Dataset entries:
- - -
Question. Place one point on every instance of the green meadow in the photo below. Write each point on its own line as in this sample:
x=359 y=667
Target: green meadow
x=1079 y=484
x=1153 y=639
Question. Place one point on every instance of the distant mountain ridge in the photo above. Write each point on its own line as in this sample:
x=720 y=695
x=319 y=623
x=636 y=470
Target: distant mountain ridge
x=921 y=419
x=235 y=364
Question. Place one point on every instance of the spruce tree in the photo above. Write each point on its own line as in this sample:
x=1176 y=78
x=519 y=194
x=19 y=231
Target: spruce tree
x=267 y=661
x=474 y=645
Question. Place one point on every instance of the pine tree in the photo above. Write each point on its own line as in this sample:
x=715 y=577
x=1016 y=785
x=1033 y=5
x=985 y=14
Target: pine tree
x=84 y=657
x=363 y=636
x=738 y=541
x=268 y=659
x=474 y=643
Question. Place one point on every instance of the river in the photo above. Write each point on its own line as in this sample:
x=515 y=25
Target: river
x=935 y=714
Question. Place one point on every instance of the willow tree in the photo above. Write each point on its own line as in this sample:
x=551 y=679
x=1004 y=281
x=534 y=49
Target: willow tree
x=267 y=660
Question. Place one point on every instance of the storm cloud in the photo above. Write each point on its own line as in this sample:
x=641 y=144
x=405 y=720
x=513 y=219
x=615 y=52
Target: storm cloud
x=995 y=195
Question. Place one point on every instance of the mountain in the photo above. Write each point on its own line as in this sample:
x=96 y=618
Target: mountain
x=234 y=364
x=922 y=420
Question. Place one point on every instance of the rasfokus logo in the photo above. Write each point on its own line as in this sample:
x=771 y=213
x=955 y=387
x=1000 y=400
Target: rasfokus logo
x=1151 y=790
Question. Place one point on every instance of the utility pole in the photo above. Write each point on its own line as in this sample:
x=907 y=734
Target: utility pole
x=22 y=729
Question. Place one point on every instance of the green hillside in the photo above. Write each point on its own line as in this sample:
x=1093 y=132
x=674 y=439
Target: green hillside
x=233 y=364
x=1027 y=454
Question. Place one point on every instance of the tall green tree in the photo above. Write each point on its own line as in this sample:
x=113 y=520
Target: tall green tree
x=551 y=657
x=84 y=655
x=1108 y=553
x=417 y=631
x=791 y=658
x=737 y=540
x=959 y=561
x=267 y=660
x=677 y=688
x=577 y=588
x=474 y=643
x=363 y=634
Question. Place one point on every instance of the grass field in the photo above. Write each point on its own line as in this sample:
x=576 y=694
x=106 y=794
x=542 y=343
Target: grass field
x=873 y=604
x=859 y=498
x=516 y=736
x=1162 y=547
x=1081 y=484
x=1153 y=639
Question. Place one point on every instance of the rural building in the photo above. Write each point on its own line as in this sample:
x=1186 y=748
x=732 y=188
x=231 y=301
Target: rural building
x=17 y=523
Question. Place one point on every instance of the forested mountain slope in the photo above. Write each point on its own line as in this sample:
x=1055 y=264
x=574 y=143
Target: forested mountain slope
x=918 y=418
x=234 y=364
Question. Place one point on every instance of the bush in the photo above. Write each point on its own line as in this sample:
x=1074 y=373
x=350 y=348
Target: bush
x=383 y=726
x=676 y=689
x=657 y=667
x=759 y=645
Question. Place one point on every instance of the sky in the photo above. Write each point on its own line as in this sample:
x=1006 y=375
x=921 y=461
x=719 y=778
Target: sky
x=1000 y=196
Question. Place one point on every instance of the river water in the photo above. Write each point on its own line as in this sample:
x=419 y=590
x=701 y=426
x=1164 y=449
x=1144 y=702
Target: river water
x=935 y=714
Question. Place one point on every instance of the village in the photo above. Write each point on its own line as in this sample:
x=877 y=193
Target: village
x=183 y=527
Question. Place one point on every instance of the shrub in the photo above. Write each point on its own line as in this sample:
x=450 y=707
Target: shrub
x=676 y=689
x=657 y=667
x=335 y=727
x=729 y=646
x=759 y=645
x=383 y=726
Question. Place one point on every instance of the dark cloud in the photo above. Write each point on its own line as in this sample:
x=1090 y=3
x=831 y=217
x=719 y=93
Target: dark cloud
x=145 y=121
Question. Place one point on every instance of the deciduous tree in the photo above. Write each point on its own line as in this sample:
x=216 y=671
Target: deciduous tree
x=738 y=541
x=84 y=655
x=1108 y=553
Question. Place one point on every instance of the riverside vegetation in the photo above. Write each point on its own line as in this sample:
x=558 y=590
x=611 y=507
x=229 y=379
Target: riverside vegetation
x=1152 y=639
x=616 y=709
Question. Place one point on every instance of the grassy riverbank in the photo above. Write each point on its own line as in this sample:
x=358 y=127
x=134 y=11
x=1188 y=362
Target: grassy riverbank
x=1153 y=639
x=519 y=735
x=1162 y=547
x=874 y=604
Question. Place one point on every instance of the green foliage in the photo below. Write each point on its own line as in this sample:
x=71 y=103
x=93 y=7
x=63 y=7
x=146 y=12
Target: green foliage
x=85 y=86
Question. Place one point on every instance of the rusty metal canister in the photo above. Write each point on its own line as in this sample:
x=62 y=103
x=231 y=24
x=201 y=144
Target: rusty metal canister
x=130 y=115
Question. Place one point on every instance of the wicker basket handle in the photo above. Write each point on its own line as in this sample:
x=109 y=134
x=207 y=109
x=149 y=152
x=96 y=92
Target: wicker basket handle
- - -
**TASK DIRECTIONS:**
Retype every record above exactly as written.

**WRITTEN RESPONSE:**
Question. Place one point on every instance of the green meadow in the photo below. Write each point on its own line as in this sample:
x=359 y=667
Target: green meadow
x=1079 y=484
x=1153 y=639
Question. Place one point on every instance of the distant mountain ridge in the photo above. Write each point on its own line as in this sample:
x=720 y=695
x=319 y=623
x=636 y=470
Target: distant mountain ridge
x=921 y=419
x=235 y=364
Question. Place one point on every instance of the spruce tree in the photo above. Write each point on its own line as in this sample:
x=1176 y=78
x=519 y=194
x=19 y=231
Target: spruce tree
x=267 y=661
x=474 y=645
Question. Place one point on every instance of the pine tree in the photo above. Write each point on its own line as in this sample:
x=715 y=577
x=1016 y=785
x=1033 y=5
x=985 y=14
Target: pine tree
x=84 y=657
x=363 y=636
x=738 y=541
x=268 y=659
x=474 y=643
Question. Place one point on every instance of the river in the photo above. Write each point on its own line as in this sample:
x=515 y=25
Target: river
x=935 y=714
Question. Place one point on every instance of the willow tree in the photo above. Write each point on its own line as in this sample:
x=551 y=679
x=1004 y=281
x=534 y=49
Target: willow tree
x=267 y=660
Question. Place one point on every instance of the storm cloud in the photo above. Write each point on its own line as in this sample:
x=641 y=144
x=405 y=720
x=513 y=219
x=615 y=52
Target: storm cloud
x=995 y=195
Question. Place one point on every instance of the mountain in the photo above. Write each point on its own line as in this sample:
x=96 y=618
Target: mountain
x=234 y=364
x=922 y=420
Question. Place one point on every instance of the rasfokus logo in the photo above. Write each point on its own line as in this sample:
x=771 y=213
x=955 y=387
x=1000 y=400
Target: rasfokus logo
x=1151 y=790
Question. Place one point on every instance of the utility pole in the photo above. Write each point on its own line as in this sample:
x=907 y=734
Target: utility pole
x=22 y=729
Question. Place one point on every instance of the green hillside in the photo above. Write each point on its own line as in this sample:
x=1093 y=132
x=674 y=439
Target: green hillside
x=233 y=364
x=1027 y=454
Question. Place one point on every instance of the tall green tree in the photo above. Write each point on its own line as in this sample:
x=113 y=520
Target: tall green tree
x=551 y=657
x=84 y=655
x=1108 y=553
x=417 y=631
x=791 y=658
x=737 y=540
x=959 y=561
x=267 y=660
x=677 y=688
x=577 y=588
x=474 y=643
x=363 y=634
Question. Place one point on every instance of the grass field in the photo above. Write each point on its own line as in this sample:
x=576 y=694
x=106 y=794
x=542 y=343
Target: grass field
x=873 y=604
x=859 y=498
x=516 y=736
x=1162 y=547
x=1081 y=484
x=1153 y=639
Question. Place one point on every instance of the rural building in the photo above. Write each point on its own line as in this sample:
x=1186 y=748
x=732 y=188
x=231 y=301
Target: rural building
x=17 y=523
Question. Place one point on every instance of the forested mountain slope in the photo above. Write each point on its own line as in this sample:
x=1055 y=264
x=574 y=143
Target: forested mountain slope
x=918 y=418
x=234 y=364
Question. Place one point on every instance of the bush in the photo above. Write each point on its own line as in this sample:
x=1074 y=373
x=350 y=348
Target: bush
x=383 y=726
x=676 y=689
x=657 y=667
x=759 y=645
Question. Place one point on every instance of the sky in the photo above. Write each point on its own line as in this sample:
x=1006 y=375
x=921 y=461
x=719 y=778
Target: sky
x=1000 y=196
Question. Place one point on every instance of the river water in the photo above. Write each point on its own line as in this sample:
x=419 y=590
x=701 y=426
x=1164 y=449
x=1144 y=702
Target: river water
x=935 y=714
Question. Place one point on every instance of the village in the photo above. Write each point on its own line as in this sample:
x=877 y=193
Target: village
x=183 y=527
Question. Place one point on every instance of the shrub in the photo above. Write each point on its own line as in this sample:
x=450 y=707
Target: shrub
x=676 y=689
x=657 y=667
x=335 y=727
x=729 y=646
x=759 y=645
x=383 y=726
Question. Place one point on every instance of the dark cloud in the photo above. Write each point on its own line as in this sample:
x=1090 y=3
x=831 y=217
x=719 y=93
Target: dark cloud
x=145 y=121
Question. Place one point on every instance of the deciduous tree in the photo above. Write each point on its own line as in this sample:
x=216 y=671
Target: deciduous tree
x=738 y=541
x=84 y=655
x=1108 y=553
Question. Place one point on every instance of the riverside vegetation in the photo above. Write each point on its own line as in this sample:
x=558 y=590
x=611 y=507
x=229 y=379
Target: riverside vegetation
x=1152 y=639
x=616 y=709
Question. Place one point on every instance of the grassy riverbank in the photo above. Write each point on its own line as in this sample:
x=358 y=127
x=134 y=11
x=1188 y=362
Target: grassy riverbank
x=1153 y=639
x=519 y=735
x=1162 y=547
x=874 y=604
Question. Place one point on every instance of the green foliage in the photo below. Write each point on its own line as in this sample:
x=71 y=103
x=93 y=7
x=63 y=7
x=146 y=12
Target: green foliage
x=85 y=86
Question. Place one point on every instance of the rusty metal canister in the photo above. Write each point on its own line as in this sample:
x=62 y=103
x=231 y=24
x=201 y=144
Target: rusty metal canister
x=130 y=115
Question. Place one point on every instance of the wicker basket handle in the photo above. Write each point on its own line as in this sample:
x=109 y=134
x=207 y=109
x=149 y=152
x=96 y=92
Target: wicker basket handle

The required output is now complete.